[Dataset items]

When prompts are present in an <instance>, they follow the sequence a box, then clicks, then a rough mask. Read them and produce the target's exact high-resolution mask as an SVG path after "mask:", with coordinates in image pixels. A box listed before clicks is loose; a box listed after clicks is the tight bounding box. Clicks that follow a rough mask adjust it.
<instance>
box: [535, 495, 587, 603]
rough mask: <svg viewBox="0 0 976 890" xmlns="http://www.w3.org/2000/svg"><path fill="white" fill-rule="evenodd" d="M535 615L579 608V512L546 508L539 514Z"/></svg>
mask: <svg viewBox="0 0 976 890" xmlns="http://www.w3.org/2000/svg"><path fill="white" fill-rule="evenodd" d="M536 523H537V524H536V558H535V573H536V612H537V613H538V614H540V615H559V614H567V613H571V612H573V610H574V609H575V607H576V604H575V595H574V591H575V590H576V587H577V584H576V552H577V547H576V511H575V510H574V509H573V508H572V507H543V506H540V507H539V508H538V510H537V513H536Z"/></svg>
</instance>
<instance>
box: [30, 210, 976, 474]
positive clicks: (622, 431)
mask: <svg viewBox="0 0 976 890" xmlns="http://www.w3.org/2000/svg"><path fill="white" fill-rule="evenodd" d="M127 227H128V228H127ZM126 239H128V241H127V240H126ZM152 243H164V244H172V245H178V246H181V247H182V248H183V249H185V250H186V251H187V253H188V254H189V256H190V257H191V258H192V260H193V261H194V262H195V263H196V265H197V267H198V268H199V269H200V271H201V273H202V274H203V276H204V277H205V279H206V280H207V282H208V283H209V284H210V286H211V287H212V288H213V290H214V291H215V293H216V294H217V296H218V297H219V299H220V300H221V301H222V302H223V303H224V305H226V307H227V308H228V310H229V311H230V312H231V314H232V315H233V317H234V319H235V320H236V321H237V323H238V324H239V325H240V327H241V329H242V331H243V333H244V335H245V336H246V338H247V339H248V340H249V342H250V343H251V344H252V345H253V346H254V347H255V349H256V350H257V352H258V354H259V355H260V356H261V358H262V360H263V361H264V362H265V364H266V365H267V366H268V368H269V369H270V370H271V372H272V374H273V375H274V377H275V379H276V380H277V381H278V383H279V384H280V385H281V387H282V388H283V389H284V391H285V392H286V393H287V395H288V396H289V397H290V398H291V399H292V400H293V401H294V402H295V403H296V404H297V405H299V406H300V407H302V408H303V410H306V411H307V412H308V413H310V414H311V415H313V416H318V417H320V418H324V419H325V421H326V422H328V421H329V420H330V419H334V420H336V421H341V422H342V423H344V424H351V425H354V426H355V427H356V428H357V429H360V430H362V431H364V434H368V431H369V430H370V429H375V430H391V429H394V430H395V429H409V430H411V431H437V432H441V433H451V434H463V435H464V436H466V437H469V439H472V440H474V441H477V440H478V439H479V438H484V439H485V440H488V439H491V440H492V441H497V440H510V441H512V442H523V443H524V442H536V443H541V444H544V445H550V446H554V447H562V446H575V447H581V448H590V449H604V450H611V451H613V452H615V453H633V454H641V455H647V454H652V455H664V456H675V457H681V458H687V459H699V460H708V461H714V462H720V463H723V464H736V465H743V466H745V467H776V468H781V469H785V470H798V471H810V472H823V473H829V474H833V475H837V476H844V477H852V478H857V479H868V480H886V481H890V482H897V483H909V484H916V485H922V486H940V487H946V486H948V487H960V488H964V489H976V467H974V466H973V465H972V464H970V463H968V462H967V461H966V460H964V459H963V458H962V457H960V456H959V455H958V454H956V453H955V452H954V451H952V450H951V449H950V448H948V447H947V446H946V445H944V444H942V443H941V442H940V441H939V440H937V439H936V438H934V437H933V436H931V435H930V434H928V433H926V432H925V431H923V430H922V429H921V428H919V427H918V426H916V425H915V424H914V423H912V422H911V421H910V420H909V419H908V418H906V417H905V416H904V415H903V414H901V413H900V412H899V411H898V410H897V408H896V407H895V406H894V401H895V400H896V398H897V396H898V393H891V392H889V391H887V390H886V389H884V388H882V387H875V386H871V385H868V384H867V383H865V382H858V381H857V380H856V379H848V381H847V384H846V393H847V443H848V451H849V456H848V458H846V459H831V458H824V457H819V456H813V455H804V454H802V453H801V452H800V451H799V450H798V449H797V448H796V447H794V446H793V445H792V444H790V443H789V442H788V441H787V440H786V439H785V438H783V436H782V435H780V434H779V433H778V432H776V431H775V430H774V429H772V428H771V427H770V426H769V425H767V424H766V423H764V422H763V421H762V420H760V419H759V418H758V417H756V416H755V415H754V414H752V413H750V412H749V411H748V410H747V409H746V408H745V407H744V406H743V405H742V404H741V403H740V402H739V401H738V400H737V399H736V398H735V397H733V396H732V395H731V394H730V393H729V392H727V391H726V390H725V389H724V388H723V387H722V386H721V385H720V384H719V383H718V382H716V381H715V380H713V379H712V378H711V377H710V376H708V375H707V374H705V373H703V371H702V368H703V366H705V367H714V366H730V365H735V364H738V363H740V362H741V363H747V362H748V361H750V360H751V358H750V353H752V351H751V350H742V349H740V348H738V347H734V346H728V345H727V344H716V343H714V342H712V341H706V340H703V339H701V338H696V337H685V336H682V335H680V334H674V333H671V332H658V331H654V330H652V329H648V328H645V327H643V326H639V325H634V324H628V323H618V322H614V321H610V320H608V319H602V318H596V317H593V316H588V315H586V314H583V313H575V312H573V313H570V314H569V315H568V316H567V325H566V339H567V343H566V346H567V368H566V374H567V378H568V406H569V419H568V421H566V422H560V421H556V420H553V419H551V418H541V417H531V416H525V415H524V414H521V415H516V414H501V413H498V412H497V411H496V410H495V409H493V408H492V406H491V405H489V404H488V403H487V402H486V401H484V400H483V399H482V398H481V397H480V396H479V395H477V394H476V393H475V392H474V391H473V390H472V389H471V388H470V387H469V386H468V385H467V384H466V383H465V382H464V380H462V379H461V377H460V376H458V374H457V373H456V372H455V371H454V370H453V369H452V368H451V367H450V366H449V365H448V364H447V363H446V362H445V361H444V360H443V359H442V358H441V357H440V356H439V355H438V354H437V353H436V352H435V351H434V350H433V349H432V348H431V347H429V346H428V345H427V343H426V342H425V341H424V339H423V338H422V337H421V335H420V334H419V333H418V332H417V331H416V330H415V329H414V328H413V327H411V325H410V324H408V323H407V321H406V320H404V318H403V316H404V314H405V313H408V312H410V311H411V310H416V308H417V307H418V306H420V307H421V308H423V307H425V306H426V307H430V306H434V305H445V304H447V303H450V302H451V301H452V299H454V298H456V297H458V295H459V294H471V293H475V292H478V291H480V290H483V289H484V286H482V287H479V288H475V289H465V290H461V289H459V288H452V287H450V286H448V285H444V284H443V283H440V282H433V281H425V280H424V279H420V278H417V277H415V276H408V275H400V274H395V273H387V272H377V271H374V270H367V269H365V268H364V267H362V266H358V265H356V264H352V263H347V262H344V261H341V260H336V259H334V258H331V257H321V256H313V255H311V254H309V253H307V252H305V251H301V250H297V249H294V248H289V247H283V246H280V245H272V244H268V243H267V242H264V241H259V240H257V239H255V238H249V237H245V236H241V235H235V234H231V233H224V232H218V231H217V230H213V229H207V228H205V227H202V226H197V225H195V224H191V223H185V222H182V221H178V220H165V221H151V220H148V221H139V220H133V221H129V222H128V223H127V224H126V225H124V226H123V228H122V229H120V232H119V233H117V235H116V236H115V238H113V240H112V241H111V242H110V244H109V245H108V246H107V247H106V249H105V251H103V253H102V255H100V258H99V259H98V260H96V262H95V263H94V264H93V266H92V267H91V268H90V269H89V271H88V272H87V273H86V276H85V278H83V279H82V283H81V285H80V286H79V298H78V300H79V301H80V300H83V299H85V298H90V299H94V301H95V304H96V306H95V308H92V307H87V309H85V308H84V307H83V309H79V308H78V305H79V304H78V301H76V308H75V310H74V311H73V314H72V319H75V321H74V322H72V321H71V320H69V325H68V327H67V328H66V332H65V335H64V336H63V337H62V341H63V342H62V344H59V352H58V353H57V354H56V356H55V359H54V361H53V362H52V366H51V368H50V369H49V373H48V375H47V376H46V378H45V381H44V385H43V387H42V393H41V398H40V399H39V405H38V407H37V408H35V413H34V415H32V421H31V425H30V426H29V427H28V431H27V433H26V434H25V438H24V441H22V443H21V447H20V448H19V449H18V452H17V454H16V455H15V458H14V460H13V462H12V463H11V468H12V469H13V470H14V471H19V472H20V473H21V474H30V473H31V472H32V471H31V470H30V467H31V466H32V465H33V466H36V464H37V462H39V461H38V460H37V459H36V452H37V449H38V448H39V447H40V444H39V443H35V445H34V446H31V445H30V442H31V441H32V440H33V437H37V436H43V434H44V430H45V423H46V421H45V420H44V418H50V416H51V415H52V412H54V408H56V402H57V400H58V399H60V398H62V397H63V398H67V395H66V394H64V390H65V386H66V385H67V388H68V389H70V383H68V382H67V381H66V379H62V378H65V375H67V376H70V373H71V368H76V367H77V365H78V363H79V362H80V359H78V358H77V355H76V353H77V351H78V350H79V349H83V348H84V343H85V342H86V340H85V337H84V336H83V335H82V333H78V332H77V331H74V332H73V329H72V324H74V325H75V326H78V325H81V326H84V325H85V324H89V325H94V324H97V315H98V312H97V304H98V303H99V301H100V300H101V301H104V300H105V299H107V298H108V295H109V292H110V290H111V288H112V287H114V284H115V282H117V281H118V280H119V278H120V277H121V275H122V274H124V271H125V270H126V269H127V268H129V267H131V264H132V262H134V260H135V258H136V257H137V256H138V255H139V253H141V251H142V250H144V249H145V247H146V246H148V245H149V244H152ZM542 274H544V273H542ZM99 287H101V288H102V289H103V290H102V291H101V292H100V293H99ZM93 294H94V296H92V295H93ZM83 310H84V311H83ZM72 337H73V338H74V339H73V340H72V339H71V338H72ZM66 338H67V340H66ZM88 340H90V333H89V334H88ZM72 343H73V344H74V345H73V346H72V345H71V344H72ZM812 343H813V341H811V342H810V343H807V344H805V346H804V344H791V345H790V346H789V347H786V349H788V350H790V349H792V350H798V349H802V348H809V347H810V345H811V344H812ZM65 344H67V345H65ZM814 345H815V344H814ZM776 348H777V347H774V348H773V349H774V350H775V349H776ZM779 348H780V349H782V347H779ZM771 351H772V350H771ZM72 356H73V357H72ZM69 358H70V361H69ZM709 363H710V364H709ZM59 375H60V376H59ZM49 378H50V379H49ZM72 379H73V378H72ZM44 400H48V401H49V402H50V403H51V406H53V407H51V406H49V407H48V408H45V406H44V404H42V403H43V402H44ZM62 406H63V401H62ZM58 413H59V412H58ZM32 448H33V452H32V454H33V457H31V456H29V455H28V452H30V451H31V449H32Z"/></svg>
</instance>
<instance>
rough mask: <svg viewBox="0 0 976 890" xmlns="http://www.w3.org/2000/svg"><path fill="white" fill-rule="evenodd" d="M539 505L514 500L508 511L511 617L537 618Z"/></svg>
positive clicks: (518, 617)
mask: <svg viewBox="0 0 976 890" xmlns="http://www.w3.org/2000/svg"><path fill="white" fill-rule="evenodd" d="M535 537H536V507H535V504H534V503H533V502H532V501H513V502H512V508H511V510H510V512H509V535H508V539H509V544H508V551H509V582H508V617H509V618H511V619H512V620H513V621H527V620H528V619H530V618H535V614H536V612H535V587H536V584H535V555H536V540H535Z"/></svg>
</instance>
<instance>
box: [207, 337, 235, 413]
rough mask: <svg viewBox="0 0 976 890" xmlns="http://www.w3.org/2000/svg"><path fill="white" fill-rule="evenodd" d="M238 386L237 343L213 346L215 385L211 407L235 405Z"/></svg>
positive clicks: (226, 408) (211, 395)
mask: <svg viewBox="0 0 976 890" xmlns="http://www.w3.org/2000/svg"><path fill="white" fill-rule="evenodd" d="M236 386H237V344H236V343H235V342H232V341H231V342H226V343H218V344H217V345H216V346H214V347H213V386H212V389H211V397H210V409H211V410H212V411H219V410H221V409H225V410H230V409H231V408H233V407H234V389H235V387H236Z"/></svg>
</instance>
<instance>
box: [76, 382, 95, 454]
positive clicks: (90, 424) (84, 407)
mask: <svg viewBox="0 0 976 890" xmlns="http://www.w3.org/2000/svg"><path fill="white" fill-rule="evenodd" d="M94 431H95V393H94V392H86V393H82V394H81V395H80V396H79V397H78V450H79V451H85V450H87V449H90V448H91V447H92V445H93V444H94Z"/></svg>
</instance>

> **Task brief**
Restate the data word for word. Begin at its first line, end at the line that contains "box: [535, 495, 587, 603]", and include both.

> **Result**
When prompts are present in an <instance>, they follow the sequence a box, then clicks, then a rough mask. Read them and produce the target's exact high-resolution mask as an SVG path after "mask:", with coordinates in image pixels. A box listed before clicks is loose; a box listed after clicks is the tight bounding box. Clicks that follow a rough mask adjust it.
<instance>
box: [535, 495, 587, 603]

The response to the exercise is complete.